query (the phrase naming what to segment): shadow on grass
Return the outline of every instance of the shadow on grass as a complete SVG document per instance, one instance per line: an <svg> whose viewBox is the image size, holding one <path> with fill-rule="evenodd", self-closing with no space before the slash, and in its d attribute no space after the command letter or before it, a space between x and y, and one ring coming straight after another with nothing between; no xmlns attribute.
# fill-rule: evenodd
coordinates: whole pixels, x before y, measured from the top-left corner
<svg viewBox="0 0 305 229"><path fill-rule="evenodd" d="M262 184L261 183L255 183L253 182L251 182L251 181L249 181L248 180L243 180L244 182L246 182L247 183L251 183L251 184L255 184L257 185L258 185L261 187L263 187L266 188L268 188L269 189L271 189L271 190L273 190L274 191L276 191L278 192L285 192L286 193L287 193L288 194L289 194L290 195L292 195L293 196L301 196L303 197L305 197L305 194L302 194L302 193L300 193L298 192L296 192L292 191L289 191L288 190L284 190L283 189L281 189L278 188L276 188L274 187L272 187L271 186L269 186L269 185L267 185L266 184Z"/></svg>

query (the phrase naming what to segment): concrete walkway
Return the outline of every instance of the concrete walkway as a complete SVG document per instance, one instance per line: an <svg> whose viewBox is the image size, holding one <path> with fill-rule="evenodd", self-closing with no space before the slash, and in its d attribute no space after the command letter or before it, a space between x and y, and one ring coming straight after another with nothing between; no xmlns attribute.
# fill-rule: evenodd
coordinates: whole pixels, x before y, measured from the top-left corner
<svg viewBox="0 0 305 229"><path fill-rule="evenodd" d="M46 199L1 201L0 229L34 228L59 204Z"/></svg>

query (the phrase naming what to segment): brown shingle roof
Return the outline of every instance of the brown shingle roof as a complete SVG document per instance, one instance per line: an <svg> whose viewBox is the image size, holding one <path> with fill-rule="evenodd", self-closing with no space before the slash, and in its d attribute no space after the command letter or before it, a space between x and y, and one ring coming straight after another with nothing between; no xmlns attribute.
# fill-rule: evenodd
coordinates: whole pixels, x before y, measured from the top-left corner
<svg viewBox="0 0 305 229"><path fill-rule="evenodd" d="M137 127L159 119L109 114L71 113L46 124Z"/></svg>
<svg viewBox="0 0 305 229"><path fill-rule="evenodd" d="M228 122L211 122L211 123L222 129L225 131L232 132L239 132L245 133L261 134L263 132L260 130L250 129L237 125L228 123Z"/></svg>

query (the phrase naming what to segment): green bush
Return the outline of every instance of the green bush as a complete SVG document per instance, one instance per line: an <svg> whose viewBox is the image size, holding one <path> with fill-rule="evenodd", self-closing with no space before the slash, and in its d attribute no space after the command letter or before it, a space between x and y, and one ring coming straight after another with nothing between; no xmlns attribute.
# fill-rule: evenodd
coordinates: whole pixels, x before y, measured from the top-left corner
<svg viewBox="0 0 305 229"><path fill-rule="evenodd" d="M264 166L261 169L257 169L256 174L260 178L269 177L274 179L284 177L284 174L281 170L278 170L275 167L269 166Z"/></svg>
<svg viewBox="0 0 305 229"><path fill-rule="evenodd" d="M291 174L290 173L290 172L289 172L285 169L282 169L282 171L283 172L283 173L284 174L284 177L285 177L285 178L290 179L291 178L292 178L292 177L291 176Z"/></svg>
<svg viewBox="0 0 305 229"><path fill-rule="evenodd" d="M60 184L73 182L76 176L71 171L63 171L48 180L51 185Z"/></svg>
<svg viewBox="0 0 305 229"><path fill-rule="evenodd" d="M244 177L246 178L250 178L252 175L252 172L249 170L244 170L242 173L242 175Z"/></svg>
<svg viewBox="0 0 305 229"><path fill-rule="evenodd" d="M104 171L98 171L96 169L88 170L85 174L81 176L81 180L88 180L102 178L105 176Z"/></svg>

● EXERCISE DESCRIPTION: Render the listing from its first line through the line containing "199L1 201L0 229L34" as a numbered list, skipping any blank lines.

● FINISHED ANSWER:
1. query (the phrase naming what to segment): shadow on grass
2. Return the outline of every instance of the shadow on grass as a complete SVG document per instance, one instance per line: an <svg> whose viewBox is the image size, holding one <path> with fill-rule="evenodd", self-closing with no space before the slash, and in its d attribute no space after the command letter or before it, a space between x and y, and one ring coming straight after another with nothing between; no xmlns attribute.
3. # fill-rule: evenodd
4. coordinates: whole pixels, x before y, measured from the top-left corner
5. <svg viewBox="0 0 305 229"><path fill-rule="evenodd" d="M262 184L261 183L255 183L253 182L251 182L251 181L249 181L248 180L243 180L244 182L246 182L247 183L251 183L251 184L255 184L257 185L258 185L261 187L263 187L266 188L268 188L269 189L271 189L271 190L273 190L274 191L276 191L278 192L285 192L286 193L287 193L288 194L289 194L290 195L292 195L293 196L301 196L303 197L305 197L305 194L302 194L302 193L300 193L298 192L296 192L292 191L289 191L288 190L284 190L283 189L281 189L278 188L276 188L274 187L272 187L271 186L269 186L269 185L267 185L266 184Z"/></svg>
6. query (the phrase naming what to segment): concrete walkway
7. Return the outline of every instance of the concrete walkway as a complete SVG document per instance, one instance per line: an <svg> whose viewBox is the image size, holding one <path> with fill-rule="evenodd", self-closing with no space before the slash, and in its d attribute no space after the command letter or before it, a space between x and y, and one ring coming straight after another with nothing between; no xmlns attribute.
8. # fill-rule: evenodd
9. coordinates: whole pixels, x before y, measured from the top-left corner
10. <svg viewBox="0 0 305 229"><path fill-rule="evenodd" d="M46 199L1 201L0 229L34 228L59 204Z"/></svg>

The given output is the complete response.